▶ [What you will do] Please return the lines of the records below word for word, starting at the line that contains "[indicate] sand ridge" and ending at the final line of the records.

'''

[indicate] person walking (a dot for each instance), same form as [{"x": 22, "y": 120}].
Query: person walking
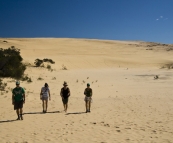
[
  {"x": 18, "y": 99},
  {"x": 65, "y": 93},
  {"x": 44, "y": 95},
  {"x": 88, "y": 97}
]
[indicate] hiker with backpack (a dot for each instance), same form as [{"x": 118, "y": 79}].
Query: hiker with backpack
[
  {"x": 88, "y": 97},
  {"x": 18, "y": 99},
  {"x": 44, "y": 95},
  {"x": 65, "y": 93}
]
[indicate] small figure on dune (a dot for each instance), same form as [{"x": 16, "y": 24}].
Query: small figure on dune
[
  {"x": 88, "y": 97},
  {"x": 18, "y": 99},
  {"x": 65, "y": 93},
  {"x": 44, "y": 95}
]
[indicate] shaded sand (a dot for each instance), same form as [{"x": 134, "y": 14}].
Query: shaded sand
[{"x": 129, "y": 105}]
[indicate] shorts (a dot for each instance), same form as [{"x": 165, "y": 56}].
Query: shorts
[
  {"x": 18, "y": 105},
  {"x": 87, "y": 98},
  {"x": 65, "y": 100},
  {"x": 44, "y": 98}
]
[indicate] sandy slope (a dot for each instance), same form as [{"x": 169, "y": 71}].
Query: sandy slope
[{"x": 128, "y": 104}]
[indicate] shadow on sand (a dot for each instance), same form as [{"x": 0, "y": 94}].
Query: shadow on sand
[
  {"x": 29, "y": 113},
  {"x": 76, "y": 113},
  {"x": 41, "y": 112},
  {"x": 7, "y": 121}
]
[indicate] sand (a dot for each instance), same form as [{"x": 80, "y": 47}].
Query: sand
[{"x": 129, "y": 105}]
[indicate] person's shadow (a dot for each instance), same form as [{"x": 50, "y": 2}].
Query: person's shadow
[
  {"x": 75, "y": 113},
  {"x": 7, "y": 121},
  {"x": 41, "y": 112}
]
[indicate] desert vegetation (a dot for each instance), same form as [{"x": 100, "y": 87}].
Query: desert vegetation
[
  {"x": 39, "y": 62},
  {"x": 11, "y": 63}
]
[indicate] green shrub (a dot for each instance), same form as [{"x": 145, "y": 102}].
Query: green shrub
[
  {"x": 64, "y": 67},
  {"x": 39, "y": 62},
  {"x": 2, "y": 85},
  {"x": 26, "y": 78},
  {"x": 39, "y": 78},
  {"x": 11, "y": 63}
]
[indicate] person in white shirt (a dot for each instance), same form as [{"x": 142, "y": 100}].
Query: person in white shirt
[{"x": 44, "y": 95}]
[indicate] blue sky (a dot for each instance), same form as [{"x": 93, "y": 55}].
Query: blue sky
[{"x": 146, "y": 20}]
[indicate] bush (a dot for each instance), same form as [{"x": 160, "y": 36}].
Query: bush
[
  {"x": 64, "y": 67},
  {"x": 39, "y": 78},
  {"x": 26, "y": 78},
  {"x": 39, "y": 62},
  {"x": 49, "y": 61},
  {"x": 2, "y": 85},
  {"x": 48, "y": 67},
  {"x": 11, "y": 63}
]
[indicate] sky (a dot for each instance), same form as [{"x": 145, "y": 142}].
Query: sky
[{"x": 143, "y": 20}]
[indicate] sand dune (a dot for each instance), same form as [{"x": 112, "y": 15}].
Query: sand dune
[{"x": 129, "y": 105}]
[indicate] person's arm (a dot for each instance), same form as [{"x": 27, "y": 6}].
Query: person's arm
[{"x": 49, "y": 95}]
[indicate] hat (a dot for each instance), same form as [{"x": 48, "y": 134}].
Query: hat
[
  {"x": 65, "y": 83},
  {"x": 88, "y": 84},
  {"x": 46, "y": 85},
  {"x": 17, "y": 82}
]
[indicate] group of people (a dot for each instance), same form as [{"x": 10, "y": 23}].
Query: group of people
[{"x": 18, "y": 98}]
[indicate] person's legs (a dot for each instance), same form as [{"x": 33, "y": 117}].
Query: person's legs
[
  {"x": 66, "y": 106},
  {"x": 86, "y": 104},
  {"x": 89, "y": 105},
  {"x": 43, "y": 104}
]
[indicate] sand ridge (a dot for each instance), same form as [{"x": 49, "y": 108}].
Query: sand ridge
[{"x": 129, "y": 105}]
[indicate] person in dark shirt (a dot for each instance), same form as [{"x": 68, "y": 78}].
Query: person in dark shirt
[
  {"x": 65, "y": 93},
  {"x": 88, "y": 97},
  {"x": 18, "y": 99}
]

'''

▶ [Full solution]
[indicate] sand ridge (a dot for each instance), same form as [{"x": 49, "y": 108}].
Query: sand ridge
[{"x": 129, "y": 105}]
[indicate] person in dark shirt (a dot for each instance), same form as [{"x": 68, "y": 78}].
Query: person in dark shirt
[
  {"x": 65, "y": 93},
  {"x": 88, "y": 97},
  {"x": 18, "y": 99}
]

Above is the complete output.